TASK INPUT:
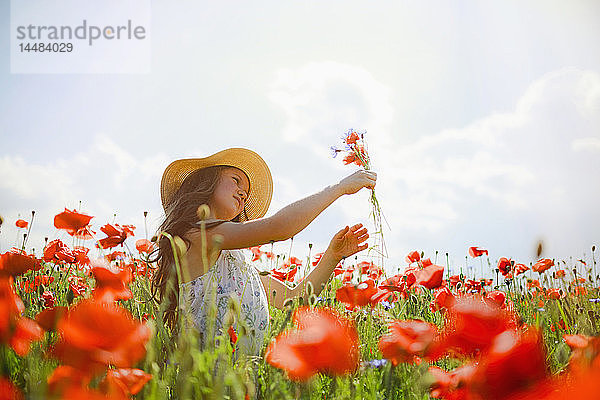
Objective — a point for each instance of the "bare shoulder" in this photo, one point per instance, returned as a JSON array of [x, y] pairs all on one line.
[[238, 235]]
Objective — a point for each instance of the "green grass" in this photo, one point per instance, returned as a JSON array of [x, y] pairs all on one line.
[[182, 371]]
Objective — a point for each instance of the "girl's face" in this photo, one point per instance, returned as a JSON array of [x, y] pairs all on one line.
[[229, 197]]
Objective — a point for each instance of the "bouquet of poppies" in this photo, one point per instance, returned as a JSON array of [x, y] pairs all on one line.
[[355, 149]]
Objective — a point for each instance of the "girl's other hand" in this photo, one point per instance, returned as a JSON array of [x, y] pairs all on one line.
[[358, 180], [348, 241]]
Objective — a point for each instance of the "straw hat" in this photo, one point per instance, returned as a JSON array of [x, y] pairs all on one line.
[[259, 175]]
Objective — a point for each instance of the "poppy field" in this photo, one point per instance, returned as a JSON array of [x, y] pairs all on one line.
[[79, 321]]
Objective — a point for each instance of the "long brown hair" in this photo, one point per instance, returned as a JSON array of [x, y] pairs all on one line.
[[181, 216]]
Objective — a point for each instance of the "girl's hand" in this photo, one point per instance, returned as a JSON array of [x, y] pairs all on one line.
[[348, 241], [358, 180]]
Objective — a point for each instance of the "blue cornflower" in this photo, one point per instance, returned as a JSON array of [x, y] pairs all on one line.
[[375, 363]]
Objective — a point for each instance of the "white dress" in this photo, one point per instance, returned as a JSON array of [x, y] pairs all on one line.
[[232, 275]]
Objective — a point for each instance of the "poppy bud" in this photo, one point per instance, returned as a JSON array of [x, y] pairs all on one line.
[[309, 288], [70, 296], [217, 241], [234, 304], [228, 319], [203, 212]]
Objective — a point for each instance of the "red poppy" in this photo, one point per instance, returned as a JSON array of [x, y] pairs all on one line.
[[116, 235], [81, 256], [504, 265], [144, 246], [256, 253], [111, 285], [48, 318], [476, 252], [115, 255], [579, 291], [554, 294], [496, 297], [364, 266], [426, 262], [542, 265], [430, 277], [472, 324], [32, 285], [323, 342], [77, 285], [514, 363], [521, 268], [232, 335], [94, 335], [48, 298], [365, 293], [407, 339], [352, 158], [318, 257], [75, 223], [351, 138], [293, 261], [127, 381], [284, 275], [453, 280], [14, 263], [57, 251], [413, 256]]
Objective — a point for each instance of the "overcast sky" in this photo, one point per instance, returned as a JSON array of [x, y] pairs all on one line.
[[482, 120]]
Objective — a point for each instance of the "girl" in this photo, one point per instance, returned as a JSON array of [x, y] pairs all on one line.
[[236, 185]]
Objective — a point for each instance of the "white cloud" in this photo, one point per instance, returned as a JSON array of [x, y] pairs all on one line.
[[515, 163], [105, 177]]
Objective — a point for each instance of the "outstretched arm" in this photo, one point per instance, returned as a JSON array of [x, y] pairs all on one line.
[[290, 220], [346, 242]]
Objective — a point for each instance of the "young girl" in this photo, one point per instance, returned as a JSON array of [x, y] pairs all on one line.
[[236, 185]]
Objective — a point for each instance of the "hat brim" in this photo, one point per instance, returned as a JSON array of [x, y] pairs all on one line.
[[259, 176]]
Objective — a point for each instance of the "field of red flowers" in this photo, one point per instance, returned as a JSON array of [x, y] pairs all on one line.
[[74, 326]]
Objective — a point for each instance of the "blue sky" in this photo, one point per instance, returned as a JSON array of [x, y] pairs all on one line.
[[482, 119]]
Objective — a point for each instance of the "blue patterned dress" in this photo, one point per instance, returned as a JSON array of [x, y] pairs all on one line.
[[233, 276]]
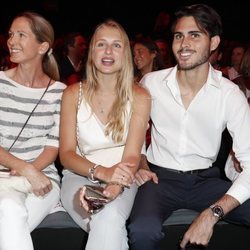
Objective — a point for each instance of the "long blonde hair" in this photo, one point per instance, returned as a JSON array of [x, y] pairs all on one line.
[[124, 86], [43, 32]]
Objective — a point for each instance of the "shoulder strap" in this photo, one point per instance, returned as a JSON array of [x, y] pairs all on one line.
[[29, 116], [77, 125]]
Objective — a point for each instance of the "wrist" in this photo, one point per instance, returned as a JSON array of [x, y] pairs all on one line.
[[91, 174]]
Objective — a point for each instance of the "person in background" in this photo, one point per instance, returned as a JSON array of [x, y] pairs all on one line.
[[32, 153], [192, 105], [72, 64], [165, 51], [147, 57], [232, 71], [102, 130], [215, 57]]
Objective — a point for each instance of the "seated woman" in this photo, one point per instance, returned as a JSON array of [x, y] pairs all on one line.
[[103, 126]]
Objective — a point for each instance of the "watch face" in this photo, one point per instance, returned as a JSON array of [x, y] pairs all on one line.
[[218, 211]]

TASK OBJECTIVE: Please print every record exactly, leaving out the pictures.

EXERCISE RESULT:
Objective — a point for each instance of the "bare shoulder" in this photo, one point per instance, returned as a JSON array of [x, y] pairs all on one line.
[[238, 235]]
Objective — a point for each instance of the "green grass" in this photo, one point per instance, returned as a JSON array of [x, y] pairs all on one line.
[[182, 371]]
Objective — a point for each instance of the "girl's face" in this photo, one point per instance, returned as a JSON array of [x, y] pairs all on one line.
[[229, 197]]
Objective — a point for each instance of the "bouquet of poppies" in this photo, one point per instance, returned as a JSON array of [x, y] pairs all on one line.
[[355, 149]]
Objective — a point for each instance of the "girl's other hand" in this photo, one point per instance, returned as a JSON array of [x, y] pairs all on one line.
[[358, 180], [348, 241]]
Objective — a point for each instance of the "straw hat" in this photo, one point per instance, returned as a JSON array of [x, y] pairs all on one line.
[[259, 175]]
Objective — a point for each instance of the "poppy field" in this photo, one point per instance, returned as a JSON array of [x, y] pairs all on one line.
[[79, 321]]
Objective — a point for each instance of the "long brown hair" in this photo, one point per instance, returned as a JSON array of [x, y] pairs all on one line.
[[181, 216]]
Objective — a point for each instance of the "girl's hand" in this photo, one point per instance, returned as a JSON array of [x, y] pairs all on one line.
[[348, 241], [358, 180]]
Objective — a point for each instance of the "blue cornflower" in this photo, one point per instance, returned as a JSON array of [x, y] pairs all on one line.
[[375, 363]]
Objective — a point for each instance of the "white dress" in this photo, one point per instance, returned as a JSON array of [x, y] pairs all on one line.
[[232, 275]]
Objective — a point for each instance of the "poppy bud" in this photo, one point per instance, returned as a JSON array of [x, y] pairs all on one line.
[[309, 288], [70, 296], [217, 241], [234, 304], [228, 319], [203, 212]]
Objective — a point for each instance of the "red poppy" in this photo, one point per instance, returned as a JSON array of [x, y] pairs all on one line.
[[116, 235], [81, 256], [504, 265], [144, 246], [256, 253], [111, 285], [48, 318], [476, 252], [115, 255], [579, 291], [554, 294], [496, 297], [364, 266], [426, 262], [542, 265], [430, 277], [472, 324], [32, 285], [323, 342], [77, 285], [514, 363], [521, 268], [232, 335], [94, 335], [48, 298], [365, 293], [407, 339], [352, 158], [318, 257], [75, 223], [351, 138], [293, 261], [127, 381], [284, 275], [453, 280], [14, 263], [57, 251], [413, 256]]
Objective — a point for each instance of the "overcast sky" in this photo, one point per instance, returned as a JSON array of [x, y] pairs all on one line.
[[482, 120]]
Objective — a point for each instance of the "girl" in this photo, one point per instance, returned as a JSON array of [x, y] pairs all on one line.
[[236, 185]]
Objective — a point for each instance of the "white cloud" in this photo, one point per instance, returned as a JSON array of [x, y] pairs all on one line.
[[515, 163], [105, 177]]
Objective — a point for each instance of the "outstretched arm" in this photo, one point per instance, returned as a JSON array of [x, y] pairs all on one line.
[[290, 220], [346, 242]]
Objective — a point for each instance of the "young girl" in this photo, one point per instance, returned as a JSON array of [x, y] pairs all on one line.
[[236, 185]]
Objective — a point for each instance of the "hat brim" in this photo, one point per instance, returned as a JSON array of [x, y] pairs all on one line.
[[259, 176]]
Objective — a point for each instance of the "field of red flowers" in this photo, one point per instance, returned as a JSON array of [x, y] pairs all on one line.
[[74, 326]]
Objective — a point for each instance of the "blue sky" in this photo, one point per instance, returned as a JSON array of [x, y] pairs all on one line.
[[482, 119]]
Objective — a point for each instance of the "blue patterned dress" in this photo, one point per instance, returned as a JSON array of [x, y] pairs all on one line.
[[233, 276]]
Objective — a point for each instance of the "long blonde hair" in this photo, one point per instance, returned as a JSON array of [x, y] pairs all on one line.
[[124, 86], [43, 32]]
Objective — a point for each instance of the "shoulder strap" in this photo, one point per instance, returned as a JSON array of [x, y] pairs all on one line.
[[29, 116], [77, 125]]
Objective — a point for each instance of the "wrist" in this photo, one point per instance, returned as a JSON array of [x, y] pairs all on one line.
[[91, 174]]
Objective — a point for each instance of the "person in background" in this photo, one point per instance, returned as a JSON array of [x, y] pairs all on one line.
[[32, 153], [192, 105], [72, 64], [165, 51], [147, 57], [232, 71], [102, 130], [215, 57]]
Objective — a point for each instance of the "seated woman" in this photo, one point per instance, returned as a JSON array of [x, y] pairs all on one line.
[[103, 126]]
Objective — a point for each instance of the "watch face" in this photo, one point per instance, returned as a JSON array of [x, y] pairs all on one line.
[[218, 211]]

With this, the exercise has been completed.